_THE RECORDS_
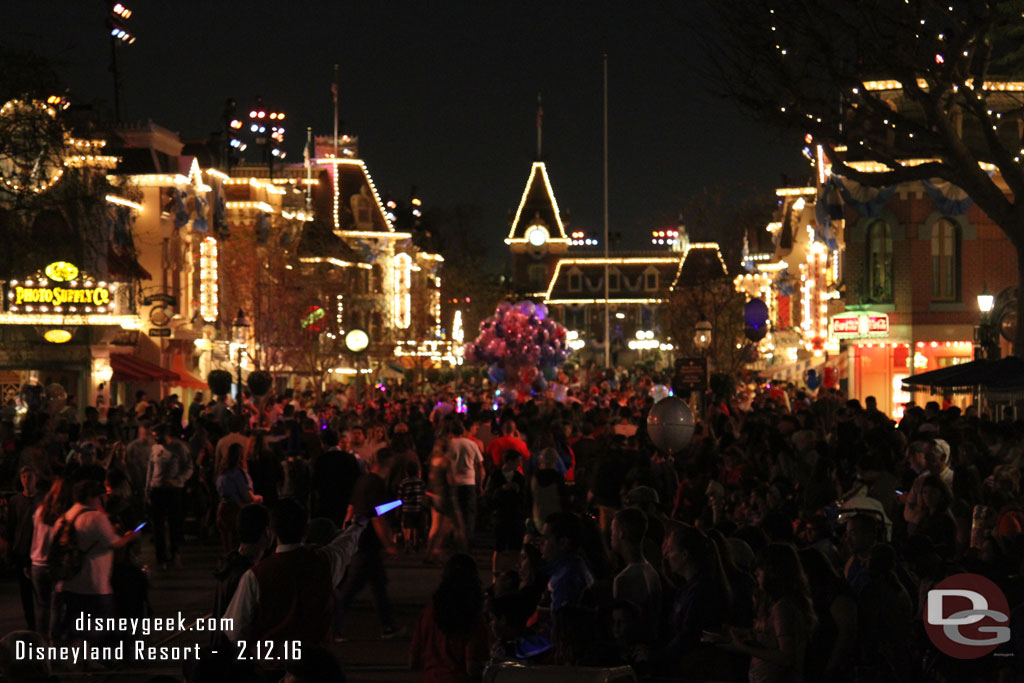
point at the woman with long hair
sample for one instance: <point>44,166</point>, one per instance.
<point>56,503</point>
<point>450,644</point>
<point>832,646</point>
<point>936,521</point>
<point>236,489</point>
<point>442,509</point>
<point>704,601</point>
<point>784,620</point>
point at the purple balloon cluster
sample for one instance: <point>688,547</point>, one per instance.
<point>521,345</point>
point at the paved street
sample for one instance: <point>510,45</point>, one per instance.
<point>189,590</point>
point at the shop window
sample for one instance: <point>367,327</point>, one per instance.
<point>945,260</point>
<point>537,274</point>
<point>880,262</point>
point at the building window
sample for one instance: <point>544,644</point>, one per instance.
<point>880,261</point>
<point>537,274</point>
<point>945,260</point>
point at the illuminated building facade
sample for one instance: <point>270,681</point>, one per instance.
<point>565,272</point>
<point>873,285</point>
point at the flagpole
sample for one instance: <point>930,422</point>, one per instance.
<point>540,124</point>
<point>607,325</point>
<point>334,93</point>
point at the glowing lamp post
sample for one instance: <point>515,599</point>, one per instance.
<point>240,332</point>
<point>701,335</point>
<point>985,334</point>
<point>356,341</point>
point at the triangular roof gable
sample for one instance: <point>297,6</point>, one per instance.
<point>357,206</point>
<point>538,201</point>
<point>701,263</point>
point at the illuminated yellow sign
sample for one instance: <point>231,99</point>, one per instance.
<point>61,271</point>
<point>56,336</point>
<point>59,296</point>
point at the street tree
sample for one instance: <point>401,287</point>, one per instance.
<point>935,71</point>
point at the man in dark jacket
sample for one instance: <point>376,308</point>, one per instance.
<point>335,472</point>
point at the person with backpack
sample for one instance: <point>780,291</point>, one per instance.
<point>81,559</point>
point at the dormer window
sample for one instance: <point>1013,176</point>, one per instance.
<point>576,281</point>
<point>537,236</point>
<point>650,280</point>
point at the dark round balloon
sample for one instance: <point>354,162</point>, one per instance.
<point>755,319</point>
<point>670,424</point>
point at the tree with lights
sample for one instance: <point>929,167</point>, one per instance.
<point>887,81</point>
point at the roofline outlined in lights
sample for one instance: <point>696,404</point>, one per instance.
<point>511,239</point>
<point>629,260</point>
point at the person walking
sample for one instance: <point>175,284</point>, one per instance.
<point>20,508</point>
<point>56,503</point>
<point>450,644</point>
<point>368,563</point>
<point>169,470</point>
<point>236,489</point>
<point>467,474</point>
<point>88,591</point>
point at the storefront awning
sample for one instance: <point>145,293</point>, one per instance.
<point>185,379</point>
<point>128,368</point>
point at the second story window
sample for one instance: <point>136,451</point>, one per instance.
<point>880,262</point>
<point>945,260</point>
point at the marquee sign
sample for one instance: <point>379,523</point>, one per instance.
<point>58,297</point>
<point>859,325</point>
<point>60,294</point>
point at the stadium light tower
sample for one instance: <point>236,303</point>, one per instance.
<point>117,23</point>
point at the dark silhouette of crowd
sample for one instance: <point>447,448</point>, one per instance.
<point>795,538</point>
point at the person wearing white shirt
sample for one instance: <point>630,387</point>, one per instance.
<point>467,474</point>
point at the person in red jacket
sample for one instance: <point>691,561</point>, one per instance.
<point>508,440</point>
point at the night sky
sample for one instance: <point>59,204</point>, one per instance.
<point>441,94</point>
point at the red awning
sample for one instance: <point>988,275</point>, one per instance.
<point>128,368</point>
<point>185,379</point>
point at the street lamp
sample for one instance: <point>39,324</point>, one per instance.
<point>240,332</point>
<point>356,341</point>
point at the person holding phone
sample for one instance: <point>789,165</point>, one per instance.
<point>89,591</point>
<point>236,489</point>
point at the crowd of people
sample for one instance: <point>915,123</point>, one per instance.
<point>794,539</point>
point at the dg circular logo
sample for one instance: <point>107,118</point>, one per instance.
<point>964,613</point>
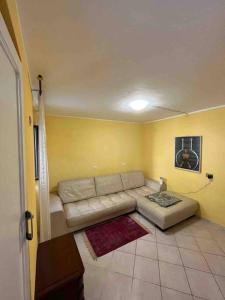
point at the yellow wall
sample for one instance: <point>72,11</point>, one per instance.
<point>159,158</point>
<point>84,147</point>
<point>9,12</point>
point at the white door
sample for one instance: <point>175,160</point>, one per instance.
<point>13,245</point>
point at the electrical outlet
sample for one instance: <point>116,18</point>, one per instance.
<point>209,176</point>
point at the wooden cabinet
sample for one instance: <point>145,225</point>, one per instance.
<point>60,270</point>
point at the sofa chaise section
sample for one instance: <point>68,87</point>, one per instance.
<point>84,202</point>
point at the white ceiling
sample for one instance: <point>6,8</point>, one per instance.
<point>97,55</point>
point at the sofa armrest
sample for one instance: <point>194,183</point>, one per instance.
<point>58,219</point>
<point>155,185</point>
<point>55,204</point>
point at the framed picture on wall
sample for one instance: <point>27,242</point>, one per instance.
<point>188,153</point>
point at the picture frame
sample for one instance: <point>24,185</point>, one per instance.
<point>188,154</point>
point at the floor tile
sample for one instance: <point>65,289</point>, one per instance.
<point>169,254</point>
<point>128,248</point>
<point>146,269</point>
<point>103,261</point>
<point>116,287</point>
<point>216,263</point>
<point>147,249</point>
<point>122,263</point>
<point>165,238</point>
<point>221,283</point>
<point>146,222</point>
<point>202,233</point>
<point>93,282</point>
<point>203,285</point>
<point>174,277</point>
<point>221,243</point>
<point>168,294</point>
<point>209,246</point>
<point>188,242</point>
<point>142,290</point>
<point>150,237</point>
<point>194,259</point>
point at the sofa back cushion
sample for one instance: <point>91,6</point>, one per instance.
<point>132,180</point>
<point>75,190</point>
<point>108,184</point>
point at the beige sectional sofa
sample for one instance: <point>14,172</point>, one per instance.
<point>83,202</point>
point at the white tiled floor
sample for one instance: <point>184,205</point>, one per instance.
<point>186,262</point>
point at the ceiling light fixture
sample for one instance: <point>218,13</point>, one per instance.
<point>138,105</point>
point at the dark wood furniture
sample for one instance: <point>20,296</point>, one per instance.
<point>59,274</point>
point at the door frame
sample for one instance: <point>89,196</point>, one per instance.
<point>10,51</point>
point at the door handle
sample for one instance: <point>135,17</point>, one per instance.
<point>29,217</point>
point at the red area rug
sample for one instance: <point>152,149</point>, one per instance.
<point>105,237</point>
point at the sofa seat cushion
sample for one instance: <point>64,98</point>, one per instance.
<point>90,211</point>
<point>109,184</point>
<point>76,190</point>
<point>166,217</point>
<point>142,191</point>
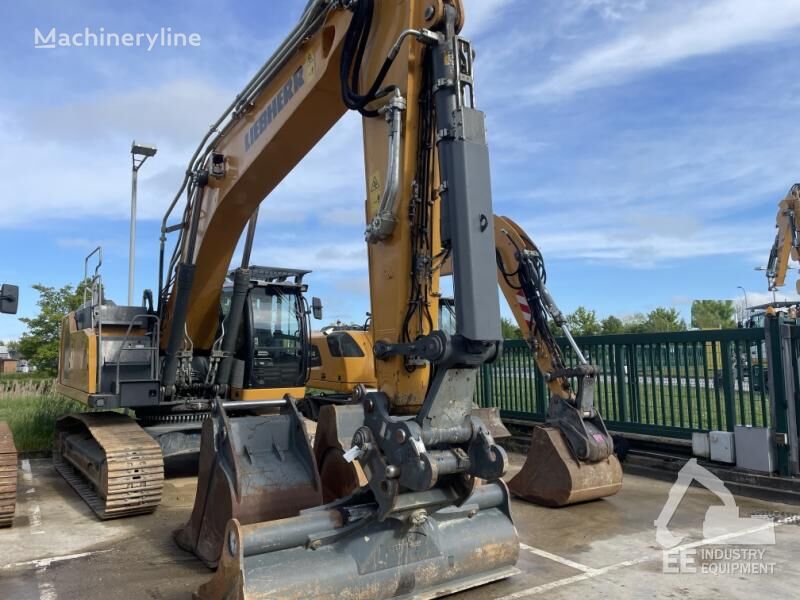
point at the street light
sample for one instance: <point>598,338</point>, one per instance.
<point>139,154</point>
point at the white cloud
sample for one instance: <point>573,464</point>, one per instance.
<point>332,257</point>
<point>673,35</point>
<point>481,14</point>
<point>634,246</point>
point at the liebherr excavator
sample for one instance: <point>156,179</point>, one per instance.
<point>787,240</point>
<point>419,526</point>
<point>571,457</point>
<point>110,358</point>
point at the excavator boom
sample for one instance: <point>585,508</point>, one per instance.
<point>786,246</point>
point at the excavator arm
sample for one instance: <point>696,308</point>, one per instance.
<point>571,458</point>
<point>786,246</point>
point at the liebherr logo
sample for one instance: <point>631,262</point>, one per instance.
<point>89,38</point>
<point>274,107</point>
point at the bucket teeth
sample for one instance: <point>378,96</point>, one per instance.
<point>8,475</point>
<point>552,476</point>
<point>312,556</point>
<point>130,475</point>
<point>252,468</point>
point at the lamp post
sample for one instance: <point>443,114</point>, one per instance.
<point>139,154</point>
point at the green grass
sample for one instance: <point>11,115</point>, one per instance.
<point>31,407</point>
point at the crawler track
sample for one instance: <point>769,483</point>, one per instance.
<point>113,464</point>
<point>8,475</point>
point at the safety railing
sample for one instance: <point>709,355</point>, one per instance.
<point>666,384</point>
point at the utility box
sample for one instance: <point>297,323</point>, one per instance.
<point>700,446</point>
<point>755,449</point>
<point>721,446</point>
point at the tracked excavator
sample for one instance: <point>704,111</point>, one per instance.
<point>417,526</point>
<point>9,296</point>
<point>571,456</point>
<point>786,246</point>
<point>111,358</point>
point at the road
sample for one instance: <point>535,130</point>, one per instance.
<point>57,550</point>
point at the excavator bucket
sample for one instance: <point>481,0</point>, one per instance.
<point>552,476</point>
<point>8,475</point>
<point>335,429</point>
<point>253,468</point>
<point>341,550</point>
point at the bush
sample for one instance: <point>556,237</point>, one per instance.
<point>31,407</point>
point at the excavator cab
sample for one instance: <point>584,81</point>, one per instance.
<point>259,464</point>
<point>272,347</point>
<point>110,359</point>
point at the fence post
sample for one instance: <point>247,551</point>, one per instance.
<point>727,386</point>
<point>619,360</point>
<point>486,386</point>
<point>781,388</point>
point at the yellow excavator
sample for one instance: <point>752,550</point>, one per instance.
<point>419,526</point>
<point>9,296</point>
<point>786,246</point>
<point>571,457</point>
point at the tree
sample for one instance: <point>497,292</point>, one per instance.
<point>509,330</point>
<point>583,322</point>
<point>635,323</point>
<point>39,344</point>
<point>612,324</point>
<point>664,319</point>
<point>713,314</point>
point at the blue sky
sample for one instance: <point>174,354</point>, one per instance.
<point>644,145</point>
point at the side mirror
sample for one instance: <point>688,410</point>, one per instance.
<point>316,308</point>
<point>9,297</point>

_WHAT IS EXPECTED_
Return exactly the lines of the material above, starting at the line containing "sample for one instance: <point>789,165</point>, one" and finishing at the line containing "point at the wooden cabinet", without any pictures.

_SOLUTION FOR THIS TASK_
sample for one instance: <point>789,165</point>, one per instance.
<point>89,591</point>
<point>236,489</point>
point at the crowd of people
sample for one instance: <point>915,123</point>, one per instance.
<point>794,539</point>
point at the dg circular logo
sample for one instance: <point>107,118</point>, one per instance.
<point>964,613</point>
point at the yellow wall
sample for one instance: <point>72,11</point>, one per instance.
<point>159,158</point>
<point>84,147</point>
<point>9,12</point>
point at the white door
sample for one instance: <point>175,160</point>, one per instance.
<point>13,245</point>
point at the electrical outlet
sample for one instance: <point>116,18</point>, one per instance.
<point>209,176</point>
point at the wooden cabinet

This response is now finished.